YOUR GOAL: The entries that follow should be reproduced exactly, with no images carried over.
-- GIVEN RECORDS follows --
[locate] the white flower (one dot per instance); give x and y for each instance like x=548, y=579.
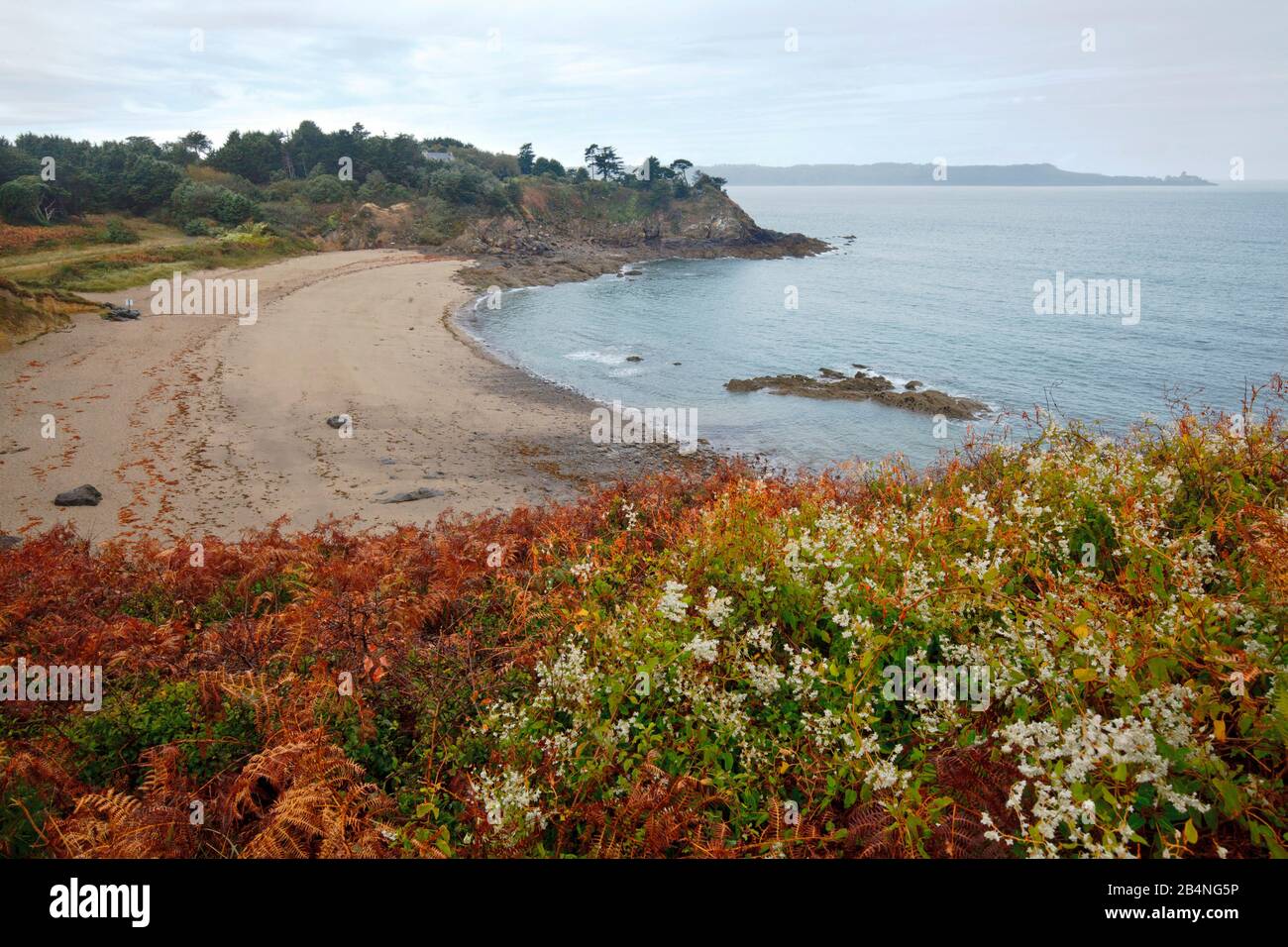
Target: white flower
x=673, y=602
x=703, y=650
x=716, y=608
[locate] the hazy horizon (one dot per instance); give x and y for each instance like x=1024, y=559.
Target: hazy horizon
x=1166, y=89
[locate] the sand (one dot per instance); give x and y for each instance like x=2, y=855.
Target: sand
x=194, y=424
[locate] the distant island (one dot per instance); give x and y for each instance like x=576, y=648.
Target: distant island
x=893, y=172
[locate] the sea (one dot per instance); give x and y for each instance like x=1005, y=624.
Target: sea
x=969, y=290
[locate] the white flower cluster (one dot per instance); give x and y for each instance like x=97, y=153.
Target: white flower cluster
x=716, y=608
x=673, y=602
x=509, y=801
x=1054, y=762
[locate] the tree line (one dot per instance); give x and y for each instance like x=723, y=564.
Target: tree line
x=44, y=178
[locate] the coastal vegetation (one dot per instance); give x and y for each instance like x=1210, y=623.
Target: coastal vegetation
x=103, y=217
x=694, y=665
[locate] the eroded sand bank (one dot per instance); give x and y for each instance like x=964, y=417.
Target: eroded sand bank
x=194, y=424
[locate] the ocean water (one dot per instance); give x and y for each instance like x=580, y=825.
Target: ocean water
x=936, y=285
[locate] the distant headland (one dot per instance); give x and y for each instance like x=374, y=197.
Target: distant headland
x=938, y=174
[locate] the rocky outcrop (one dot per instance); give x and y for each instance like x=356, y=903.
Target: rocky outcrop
x=565, y=234
x=862, y=386
x=80, y=496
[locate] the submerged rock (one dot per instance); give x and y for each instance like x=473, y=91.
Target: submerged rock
x=833, y=385
x=81, y=496
x=412, y=495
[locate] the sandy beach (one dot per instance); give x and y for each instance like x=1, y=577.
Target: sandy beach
x=196, y=424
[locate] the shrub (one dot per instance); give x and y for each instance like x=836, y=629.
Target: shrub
x=674, y=667
x=326, y=188
x=200, y=200
x=117, y=232
x=22, y=200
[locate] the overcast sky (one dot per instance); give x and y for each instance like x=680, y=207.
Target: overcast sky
x=1172, y=84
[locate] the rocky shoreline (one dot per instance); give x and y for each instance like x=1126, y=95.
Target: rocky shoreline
x=831, y=384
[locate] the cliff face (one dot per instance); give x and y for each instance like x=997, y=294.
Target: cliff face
x=562, y=232
x=558, y=239
x=26, y=313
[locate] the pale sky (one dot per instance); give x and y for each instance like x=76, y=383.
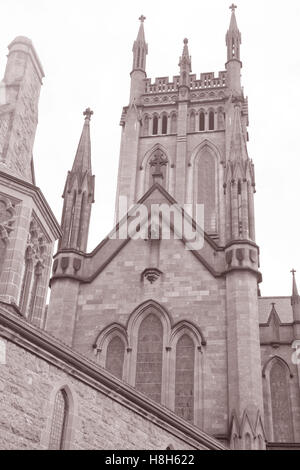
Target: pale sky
x=86, y=51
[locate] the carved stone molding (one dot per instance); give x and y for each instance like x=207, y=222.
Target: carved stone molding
x=36, y=245
x=7, y=218
x=151, y=274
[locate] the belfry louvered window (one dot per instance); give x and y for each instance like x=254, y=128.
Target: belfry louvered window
x=59, y=421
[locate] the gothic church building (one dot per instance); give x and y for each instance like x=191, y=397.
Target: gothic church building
x=146, y=343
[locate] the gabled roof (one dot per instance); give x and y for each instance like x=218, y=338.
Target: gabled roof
x=106, y=251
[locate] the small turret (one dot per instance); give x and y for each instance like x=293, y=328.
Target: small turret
x=239, y=185
x=78, y=194
x=185, y=64
x=138, y=74
x=295, y=299
x=234, y=64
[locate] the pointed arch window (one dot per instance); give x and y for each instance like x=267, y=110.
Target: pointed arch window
x=164, y=128
x=248, y=445
x=34, y=312
x=280, y=399
x=184, y=378
x=115, y=357
x=173, y=124
x=27, y=278
x=206, y=188
x=202, y=121
x=138, y=57
x=158, y=154
x=149, y=357
x=59, y=421
x=146, y=126
x=211, y=121
x=192, y=122
x=155, y=125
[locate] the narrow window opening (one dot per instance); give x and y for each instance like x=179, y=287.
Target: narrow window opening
x=211, y=120
x=202, y=122
x=59, y=421
x=164, y=125
x=155, y=125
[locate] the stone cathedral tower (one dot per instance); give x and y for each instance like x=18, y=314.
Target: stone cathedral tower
x=183, y=142
x=173, y=325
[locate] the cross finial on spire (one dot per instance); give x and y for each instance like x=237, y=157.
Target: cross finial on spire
x=88, y=114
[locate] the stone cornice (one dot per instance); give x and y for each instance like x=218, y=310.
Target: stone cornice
x=55, y=352
x=29, y=189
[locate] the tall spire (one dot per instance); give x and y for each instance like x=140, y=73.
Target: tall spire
x=185, y=63
x=233, y=37
x=82, y=161
x=78, y=194
x=239, y=184
x=295, y=299
x=140, y=48
x=234, y=64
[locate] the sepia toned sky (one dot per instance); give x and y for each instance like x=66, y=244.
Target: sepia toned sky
x=86, y=51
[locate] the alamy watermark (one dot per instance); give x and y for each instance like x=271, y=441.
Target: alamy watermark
x=161, y=222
-- GIVEN RECORDS concluded --
RESPONSE AREA:
[locate] the white flower (one dot per instance); give x and y for each instance like x=548, y=579.
Target: white flower
x=673, y=602
x=703, y=650
x=716, y=608
[locate] the hazy horizon (one dot per instance); give x and y for each instance like x=1024, y=559.
Target: hazy horizon
x=1166, y=89
[locate] the sand (one dot per instance); give x and y for each instance like x=2, y=855.
Target: sand
x=194, y=424
[locate] the distant island (one dot per instance); give x and y for each instance like x=576, y=648.
Target: distant island
x=893, y=172
[locate] the sea (one dot per instance); give x and y for each instance like x=1005, y=624.
Target: sea
x=969, y=290
[locate] the white flower cluster (one dot per instance); give x and y for each instance like x=97, y=153.
Target: white flower cluster
x=716, y=608
x=673, y=602
x=509, y=801
x=1054, y=762
[locate] the tree line (one dot per instance); give x and y for each instance like x=723, y=564.
Target: tree line
x=44, y=178
[locate] the coastal vegetation (one dot per instance); give x and y for each instance like x=1210, y=623.
Target: coastal vegetation
x=103, y=217
x=694, y=665
[locate] the eroded sand bank (one dot per instance); give x and y for each instance like x=964, y=417.
Target: eroded sand bank
x=194, y=424
[locate] the ocean water (one dot per instance); give x and y for each instance like x=580, y=825.
Target: ocean water
x=936, y=285
[locate] the distant headland (one dot per instance); give x and y for each instance like x=374, y=197.
Target: distant headland
x=938, y=174
[locate] the rocky outcrop (one dot per instance); give x and y for each instance like x=356, y=903.
Target: rocky outcrop
x=565, y=234
x=862, y=386
x=80, y=496
[locate] the submerged rock (one dot per instance); give x and y for each instance like x=473, y=91.
Target: submerged rock
x=833, y=385
x=81, y=496
x=412, y=495
[locate] the sandy beach (one dot per instance); give x and y for each instance like x=1, y=577.
Target: sandy beach
x=196, y=424
[locate] the shrub (one dot per instance); give x and y for each instance like x=836, y=629.
Target: shrub
x=674, y=667
x=326, y=188
x=200, y=200
x=117, y=232
x=22, y=200
[locate] the overcast sky (one dot per instance); give x and y for each instance like x=680, y=207.
Target: overcast sky
x=1172, y=84
[locate] the rocky shoreline (one dot per instance); give x and y for each instance like x=1126, y=95.
Target: rocky shoreline
x=831, y=384
[locate] the cliff face (one dot per instance); give x and y for each instance like x=997, y=294.
Target: cliff face
x=562, y=232
x=558, y=239
x=26, y=313
[locate] the pale sky (one dot per instance); give x and y for each instance like x=76, y=383.
Target: pale sky
x=86, y=51
[locate] the carved stone molding (one dot per instance); give x and y for each instance like x=207, y=222.
Target: carved stone molding
x=36, y=245
x=7, y=218
x=151, y=274
[locate] the belfry louvered window (one dot per instance); give x and y for each instance like x=254, y=128.
Target: belfry louvered window
x=59, y=421
[locate] the gothic church building (one dot per instance); give x and y for each instance like x=191, y=397.
Target: gothic church building
x=146, y=343
[locate] the gabled roof (one dot per instance); give x and y for each instance like x=218, y=338.
Target: gabled roof
x=106, y=251
[locate] the small turret (one dot per instance); give x and y for each instance like x=293, y=328.
Target: small turret
x=239, y=185
x=78, y=194
x=185, y=64
x=138, y=74
x=295, y=299
x=234, y=64
[locate] the pointed arch window (one dot per instance); give x and y for each instance like x=267, y=110.
Target: pointed arch window
x=164, y=128
x=248, y=445
x=34, y=312
x=280, y=399
x=184, y=378
x=115, y=357
x=173, y=124
x=27, y=278
x=206, y=188
x=202, y=121
x=138, y=57
x=158, y=154
x=149, y=357
x=59, y=421
x=146, y=126
x=211, y=121
x=192, y=122
x=155, y=125
[locate] the narrow window opening (one dot per instance); give x and y for each instance like x=179, y=287.
Target: narrow window opening
x=211, y=120
x=202, y=122
x=59, y=421
x=164, y=125
x=155, y=125
[locate] the stone cathedral tower (one dot per instance); give x and y for each instance like x=18, y=314.
Target: stone cathedral tower
x=183, y=142
x=173, y=325
[locate] the cross finial on spire (one dot per instance); give x and y for each instance like x=237, y=157.
Target: cross finial on spire
x=88, y=114
[locate] the stone cornice (one dot per instance); give x and y for each instance like x=218, y=310.
Target: stone cornice
x=55, y=352
x=29, y=189
[locate] the tall spire (one dot per instance); give x and y for each instance like x=140, y=73.
Target: tall spire
x=185, y=63
x=233, y=37
x=82, y=161
x=78, y=194
x=239, y=184
x=295, y=299
x=140, y=48
x=234, y=64
[locate] the sepia toned sky (one dot per instance); give x and y for each instance like x=66, y=244.
Target: sepia toned sky
x=86, y=51
[locate] the alamy watermark (one dot per instance); give x and y for each instance like x=271, y=441.
Target: alamy watermark
x=161, y=222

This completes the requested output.